Task set
A: Recast the paragraph of the delivery passage that begins "The judge further clarified" as a short bulleted list that keeps its main facts.
B: From the delivery passage, copy word for word the portion from "Section 51 (I)" to "to the purchaser.".

* START Extract to read *

Section 51 (I) uses the expression “actual delivery” to describe the moment when the goods are handed over to the buyer or to the buyer’s agent. Delivery made to a common carrier, on the other hand, is characterized as constructive delivery, a view that follows from section 39(1). The wording of the provision makes it clear that a common carrier is not regarded as the buyer’s agent for the purpose of actual delivery; rather, the carrier acts as the purchaser’s agent whose role is to convey the goods to the purchaser.

This principle has long been recognised in English common law. In the decision of James v. Griffin, the learned judge Parke B. explained that when a vendor delivers goods that have been sold to a carrier—whether the carrier is named expressly or is implied by the buyer’s instructions—such delivery constitutes a constructive delivery to the buyer. The vendor, however, retains a right, if the price remains unpaid or if the buyer is insolvent, to retake possession of the goods before they are actually delivered to the buyer or to any person the vendor intends to act as his agent. By doing so the vendor restores himself to the position he would have occupied had he never relinquished actual possession of the goods.

The judge further clarified that actual delivery to the buyer or the buyer’s agent terminates the state of “transitus,” that is, the passage of the goods. This actual delivery may occur at the buyer’s own warehouse, or at any place the buyer uses as his own for the purpose of depositing goods, even if the premises belong to another person, as illustrated in the cases of Scott v. Prettit and Rowe v. Pickford. It may also take place at a location where the buyer intends the goods to remain until he issues new instructions directing them to a fresh destination, a situation discussed in Dixon v. Baldwen. Finally, actual delivery can be effected when the buyer or his agent takes possession of the goods at a point short of the originally intended destination.

In the case of Ex parte Rosevear China Clay Company, the judge in Re Cock observed that authorities recognize the vendor’s right to stop the goods while they are in transit until they have actually reached the buyer’s hands or the hands of a person acting as the buyer’s servant or agent. Brett L.J., speaking in the same case, added that once the clay was appropriated by the vendor for the contract and placed on board the ship, ownership passed to the purchaser at the same moment that a constructive delivery of the claim was made to the purchaser, but not an actual delivery.

Similarly, in Kendal v. Marshall, the learned judge noted that where the goods have been appropriated by the vendor and delivered by the vendor to a carrier for transmission to the buyer, a constructive possession arises in the buyer. This body of case law underpins the interpretation that delivery to a carrier is constructive, while only delivery to the buyer or the buyer’s agent qualifies as “actual delivery.”

* END Extract to read *
* START Records shown *

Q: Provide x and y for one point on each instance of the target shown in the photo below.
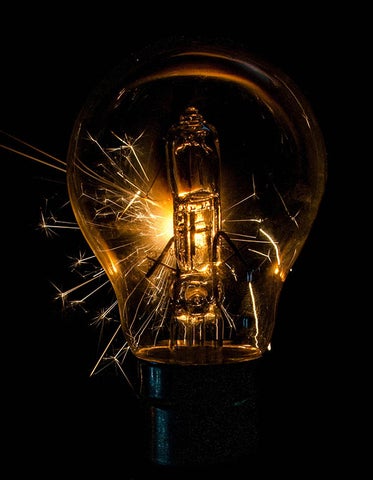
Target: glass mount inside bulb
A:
(195, 175)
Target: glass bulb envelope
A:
(195, 174)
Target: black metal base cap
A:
(199, 414)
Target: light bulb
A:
(195, 172)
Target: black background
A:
(61, 420)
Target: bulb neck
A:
(199, 414)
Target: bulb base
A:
(199, 414)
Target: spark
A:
(130, 201)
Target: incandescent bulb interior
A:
(195, 174)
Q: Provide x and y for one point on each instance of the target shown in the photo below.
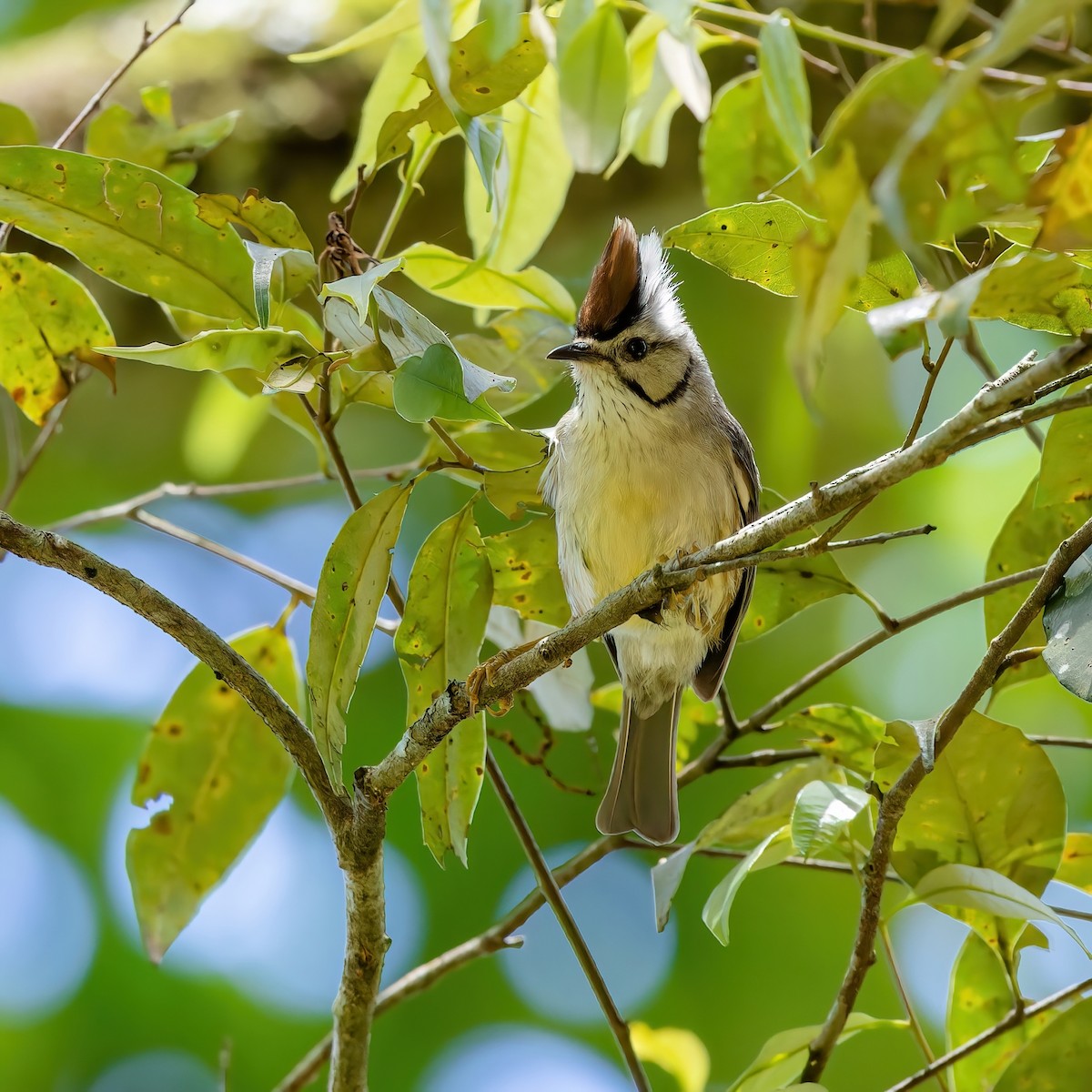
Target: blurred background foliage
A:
(248, 987)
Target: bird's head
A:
(631, 331)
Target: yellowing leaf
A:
(742, 157)
(223, 771)
(129, 224)
(524, 572)
(993, 801)
(1065, 470)
(675, 1049)
(592, 71)
(350, 590)
(1063, 187)
(463, 281)
(980, 997)
(534, 176)
(46, 317)
(224, 350)
(440, 639)
(1027, 538)
(1076, 867)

* END Records shown *

Outputs by task
A:
- Actual delivery to the buyer or the buyer's agent ends "transitus," the passage of the goods.
- It can happen at the buyer's own warehouse, or at any place the buyer uses as his own for depositing goods, even if the premises belong to someone else (Scott v. Prettit; Rowe v. Pickford).
- It can happen where the buyer intends the goods to stay until he gives new instructions sending them to a fresh destination (Dixon v. Baldwen).
- It can happen when the buyer or his agent takes possession of the goods before they reach the originally intended destination.

B:
Section 51 (I) uses the expression “actual delivery” to describe the moment when the goods are handed over to the buyer or to the buyer’s agent. Delivery made to a common carrier, on the other hand, is characterized as constructive delivery, a view that follows from section 39(1). The wording of the provision makes it clear that a common carrier is not regarded as the buyer’s agent for the purpose of actual delivery; rather, the carrier acts as the purchaser’s agent whose role is to convey the goods to the purchaser.